▶ [GOAL OF THE EXERCISE]:
Swap every "tightest" in the items below for "smallest" and reproduce the lines with all other text unchanged.

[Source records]
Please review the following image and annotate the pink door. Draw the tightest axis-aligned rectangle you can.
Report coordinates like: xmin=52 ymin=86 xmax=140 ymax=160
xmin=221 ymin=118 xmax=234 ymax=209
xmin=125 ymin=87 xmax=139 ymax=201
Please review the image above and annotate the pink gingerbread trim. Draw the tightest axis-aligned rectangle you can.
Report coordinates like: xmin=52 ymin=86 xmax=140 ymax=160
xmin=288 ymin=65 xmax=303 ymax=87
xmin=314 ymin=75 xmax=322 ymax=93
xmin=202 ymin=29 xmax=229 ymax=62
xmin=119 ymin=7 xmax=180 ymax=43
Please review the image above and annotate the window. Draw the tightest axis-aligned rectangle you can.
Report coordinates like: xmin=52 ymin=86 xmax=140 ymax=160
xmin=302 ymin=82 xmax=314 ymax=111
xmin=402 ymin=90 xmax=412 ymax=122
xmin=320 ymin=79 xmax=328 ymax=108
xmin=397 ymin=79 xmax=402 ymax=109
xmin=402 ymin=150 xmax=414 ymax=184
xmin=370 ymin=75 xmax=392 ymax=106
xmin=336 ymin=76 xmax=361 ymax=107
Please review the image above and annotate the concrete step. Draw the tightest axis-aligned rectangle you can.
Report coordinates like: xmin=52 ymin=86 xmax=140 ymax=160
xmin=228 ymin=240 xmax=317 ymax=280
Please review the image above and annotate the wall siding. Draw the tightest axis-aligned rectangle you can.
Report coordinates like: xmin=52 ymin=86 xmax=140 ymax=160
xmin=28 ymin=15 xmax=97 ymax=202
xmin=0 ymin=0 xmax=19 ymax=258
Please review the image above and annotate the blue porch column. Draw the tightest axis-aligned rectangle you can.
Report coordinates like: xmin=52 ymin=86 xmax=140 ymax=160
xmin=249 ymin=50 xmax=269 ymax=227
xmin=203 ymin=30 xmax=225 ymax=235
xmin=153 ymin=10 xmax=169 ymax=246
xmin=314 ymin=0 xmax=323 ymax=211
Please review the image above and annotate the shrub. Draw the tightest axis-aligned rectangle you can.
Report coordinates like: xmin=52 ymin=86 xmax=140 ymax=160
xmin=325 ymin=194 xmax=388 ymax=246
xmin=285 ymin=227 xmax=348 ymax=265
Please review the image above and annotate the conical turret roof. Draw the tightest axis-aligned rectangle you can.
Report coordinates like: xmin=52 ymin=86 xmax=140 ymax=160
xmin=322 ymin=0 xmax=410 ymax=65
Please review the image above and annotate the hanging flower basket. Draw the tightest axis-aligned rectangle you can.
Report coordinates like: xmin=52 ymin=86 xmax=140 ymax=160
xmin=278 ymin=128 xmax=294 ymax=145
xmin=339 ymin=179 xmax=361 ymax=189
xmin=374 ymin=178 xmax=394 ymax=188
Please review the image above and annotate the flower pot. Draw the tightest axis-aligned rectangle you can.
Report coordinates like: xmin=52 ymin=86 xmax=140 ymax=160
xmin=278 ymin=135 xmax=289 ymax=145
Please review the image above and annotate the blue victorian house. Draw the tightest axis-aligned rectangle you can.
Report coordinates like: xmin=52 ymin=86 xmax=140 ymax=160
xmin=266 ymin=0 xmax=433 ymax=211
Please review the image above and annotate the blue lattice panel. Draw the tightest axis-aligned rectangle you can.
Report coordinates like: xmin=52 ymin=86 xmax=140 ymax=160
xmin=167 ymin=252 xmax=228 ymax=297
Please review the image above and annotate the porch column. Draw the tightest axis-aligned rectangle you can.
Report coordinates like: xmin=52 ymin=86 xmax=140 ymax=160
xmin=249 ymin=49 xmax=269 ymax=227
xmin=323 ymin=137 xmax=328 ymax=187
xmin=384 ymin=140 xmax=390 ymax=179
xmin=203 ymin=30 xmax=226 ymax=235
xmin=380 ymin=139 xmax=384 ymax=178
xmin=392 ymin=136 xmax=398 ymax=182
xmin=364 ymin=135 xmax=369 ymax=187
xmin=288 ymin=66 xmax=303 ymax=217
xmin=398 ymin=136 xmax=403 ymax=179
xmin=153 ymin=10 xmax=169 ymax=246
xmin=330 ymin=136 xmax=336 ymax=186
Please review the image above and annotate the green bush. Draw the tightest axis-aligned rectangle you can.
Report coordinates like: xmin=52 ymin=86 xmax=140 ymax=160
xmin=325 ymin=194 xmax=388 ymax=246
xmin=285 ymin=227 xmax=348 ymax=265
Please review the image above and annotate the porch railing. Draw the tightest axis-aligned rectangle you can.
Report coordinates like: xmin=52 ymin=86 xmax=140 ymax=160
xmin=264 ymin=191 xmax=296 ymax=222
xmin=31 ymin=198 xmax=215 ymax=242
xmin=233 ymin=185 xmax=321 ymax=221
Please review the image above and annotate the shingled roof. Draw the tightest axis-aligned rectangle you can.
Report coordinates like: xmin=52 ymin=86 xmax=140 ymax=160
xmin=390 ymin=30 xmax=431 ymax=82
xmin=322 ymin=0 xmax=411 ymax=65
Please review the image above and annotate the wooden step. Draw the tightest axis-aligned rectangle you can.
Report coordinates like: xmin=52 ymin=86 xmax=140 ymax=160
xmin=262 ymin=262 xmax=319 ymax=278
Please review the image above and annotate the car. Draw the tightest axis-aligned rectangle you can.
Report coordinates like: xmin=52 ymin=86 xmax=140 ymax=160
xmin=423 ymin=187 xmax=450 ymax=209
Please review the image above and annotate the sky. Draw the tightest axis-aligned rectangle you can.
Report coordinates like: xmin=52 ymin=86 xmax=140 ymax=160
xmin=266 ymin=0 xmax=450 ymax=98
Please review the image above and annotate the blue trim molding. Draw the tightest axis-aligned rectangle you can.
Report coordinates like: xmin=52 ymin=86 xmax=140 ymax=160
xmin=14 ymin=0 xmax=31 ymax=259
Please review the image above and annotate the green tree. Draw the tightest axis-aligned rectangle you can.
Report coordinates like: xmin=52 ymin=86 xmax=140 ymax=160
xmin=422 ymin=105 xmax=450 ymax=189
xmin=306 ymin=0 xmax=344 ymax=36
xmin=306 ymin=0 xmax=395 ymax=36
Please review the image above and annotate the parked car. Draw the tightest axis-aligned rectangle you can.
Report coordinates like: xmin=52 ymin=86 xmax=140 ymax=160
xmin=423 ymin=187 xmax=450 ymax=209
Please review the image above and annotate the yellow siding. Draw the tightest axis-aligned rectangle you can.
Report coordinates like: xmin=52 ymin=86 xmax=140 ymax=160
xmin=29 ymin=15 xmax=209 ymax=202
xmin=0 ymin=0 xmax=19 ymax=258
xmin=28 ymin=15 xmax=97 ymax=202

▶ [ANSWER FOR THIS EXERCISE]:
Please review the following image and annotate the pink door. Draw the smallest axis-aligned rectangle you can.
Report coordinates like: xmin=52 ymin=86 xmax=140 ymax=160
xmin=221 ymin=118 xmax=234 ymax=209
xmin=125 ymin=87 xmax=139 ymax=201
Please review the image above and annotate the pink gingerbread trim. Draw the smallest axis-aligned rectangle you can.
Report coordinates like: xmin=52 ymin=86 xmax=140 ymax=160
xmin=288 ymin=65 xmax=303 ymax=87
xmin=314 ymin=75 xmax=322 ymax=93
xmin=202 ymin=29 xmax=229 ymax=62
xmin=119 ymin=7 xmax=180 ymax=43
Please review the image above and annotate the window. Draw the smallest axis-aligned rectangle you can.
Report coordinates like: xmin=52 ymin=86 xmax=140 ymax=160
xmin=302 ymin=82 xmax=314 ymax=111
xmin=402 ymin=90 xmax=412 ymax=122
xmin=320 ymin=79 xmax=328 ymax=108
xmin=397 ymin=79 xmax=402 ymax=109
xmin=402 ymin=150 xmax=414 ymax=184
xmin=370 ymin=75 xmax=392 ymax=106
xmin=336 ymin=76 xmax=361 ymax=107
Please review the image above and annotate the concrete step. Draw the smallest axis-aligned rectangle you can.
Report coordinates like: xmin=52 ymin=86 xmax=140 ymax=160
xmin=228 ymin=240 xmax=317 ymax=280
Please review the image above and annotate the wall siding. Draw the smallest axis-aligned rectangle you can.
Report coordinates like: xmin=52 ymin=86 xmax=140 ymax=160
xmin=28 ymin=15 xmax=97 ymax=202
xmin=0 ymin=0 xmax=19 ymax=258
Please review the image above and annotate the blue porch column. Draw the smallest axis-aligned rectangle you can.
Report coordinates like: xmin=52 ymin=86 xmax=140 ymax=160
xmin=249 ymin=50 xmax=269 ymax=227
xmin=203 ymin=30 xmax=225 ymax=235
xmin=153 ymin=10 xmax=169 ymax=246
xmin=314 ymin=0 xmax=323 ymax=211
Please review the image above and annotate the shrub. Draw the smallest axis-aligned rectangle you can.
Report coordinates like: xmin=52 ymin=86 xmax=140 ymax=160
xmin=325 ymin=194 xmax=388 ymax=246
xmin=285 ymin=227 xmax=348 ymax=265
Please review the image above and annotate the conical turret roof. Draw the smallest axis-aligned rectangle you can.
Report coordinates like: xmin=52 ymin=86 xmax=140 ymax=160
xmin=322 ymin=0 xmax=410 ymax=65
Please review the image above and annotate the hanging flower basket. Draw the smallest axis-aligned rectangle you can.
Report coordinates like: xmin=52 ymin=86 xmax=140 ymax=160
xmin=278 ymin=128 xmax=294 ymax=145
xmin=339 ymin=179 xmax=361 ymax=189
xmin=374 ymin=178 xmax=394 ymax=188
Please review the image above and annotate the flower pot. Draw the smallest axis-aligned rectangle you can.
Report coordinates like: xmin=52 ymin=86 xmax=140 ymax=160
xmin=278 ymin=135 xmax=289 ymax=145
Please review the image above and annotate the blue victorian house. Draw the smallest axis-aligned rectangle you can.
Report coordinates like: xmin=52 ymin=86 xmax=140 ymax=160
xmin=266 ymin=0 xmax=433 ymax=211
Please review the image above and annotate the blue lattice panel. Draw the smallest axis-aligned rectangle you can.
Report coordinates like: xmin=52 ymin=86 xmax=140 ymax=160
xmin=167 ymin=252 xmax=228 ymax=297
Please review the image above and annotate the porch column. Draw the smallest axis-aligned rectangle you can.
Report coordinates like: xmin=52 ymin=86 xmax=140 ymax=160
xmin=249 ymin=49 xmax=269 ymax=227
xmin=323 ymin=137 xmax=328 ymax=187
xmin=384 ymin=140 xmax=390 ymax=179
xmin=203 ymin=30 xmax=226 ymax=235
xmin=380 ymin=139 xmax=384 ymax=178
xmin=392 ymin=136 xmax=398 ymax=182
xmin=364 ymin=135 xmax=369 ymax=187
xmin=288 ymin=66 xmax=303 ymax=217
xmin=398 ymin=136 xmax=403 ymax=179
xmin=153 ymin=10 xmax=169 ymax=246
xmin=330 ymin=136 xmax=336 ymax=186
Please review the image above and annotate the green bush. Draw the smallest axis-aligned rectangle you can.
Report coordinates like: xmin=52 ymin=86 xmax=140 ymax=160
xmin=325 ymin=194 xmax=388 ymax=246
xmin=285 ymin=227 xmax=348 ymax=265
Please review the image above and annotate the porch railing. Draw the smallest axis-aligned rectangle you can.
Report coordinates like: xmin=52 ymin=86 xmax=140 ymax=160
xmin=264 ymin=191 xmax=296 ymax=222
xmin=31 ymin=198 xmax=215 ymax=242
xmin=233 ymin=185 xmax=321 ymax=221
Please review the image above and annotate the shingled roof. Draw the smallest axis-aligned rectangle you can.
Report coordinates like: xmin=52 ymin=86 xmax=140 ymax=160
xmin=390 ymin=30 xmax=431 ymax=82
xmin=322 ymin=0 xmax=411 ymax=65
Please review the image above and annotate the wooden step. Draw the smallest axis-aligned rectangle you can.
Report coordinates like: xmin=52 ymin=86 xmax=140 ymax=160
xmin=262 ymin=262 xmax=319 ymax=278
Please review the image above and annotate the car. Draw the smallest axis-aligned rectangle you can.
Report coordinates like: xmin=52 ymin=86 xmax=140 ymax=160
xmin=423 ymin=187 xmax=450 ymax=209
Please review the image above and annotate the sky. Draw the smallest axis-aligned rectangle you can.
Report coordinates like: xmin=52 ymin=86 xmax=140 ymax=160
xmin=266 ymin=0 xmax=450 ymax=98
Please review the image above and annotate the blue trim molding. Draw the smallest axis-aligned rectangle you can.
Report coordinates like: xmin=52 ymin=86 xmax=140 ymax=160
xmin=14 ymin=0 xmax=31 ymax=259
Please review the image above and annotate the green tree. Draw the smallest axis-aligned rectangle you can.
Report coordinates like: xmin=52 ymin=86 xmax=140 ymax=160
xmin=422 ymin=105 xmax=450 ymax=189
xmin=306 ymin=0 xmax=344 ymax=36
xmin=306 ymin=0 xmax=395 ymax=36
Please review the image above and annotate the parked car. Draw the smallest axis-aligned rectangle you can.
Report coordinates like: xmin=52 ymin=86 xmax=140 ymax=160
xmin=423 ymin=187 xmax=450 ymax=209
Please review the image above and annotate the yellow siding. Draw the smallest axis-aligned rectangle you can.
Report coordinates like: xmin=52 ymin=86 xmax=140 ymax=160
xmin=29 ymin=15 xmax=209 ymax=202
xmin=0 ymin=0 xmax=19 ymax=258
xmin=28 ymin=15 xmax=97 ymax=202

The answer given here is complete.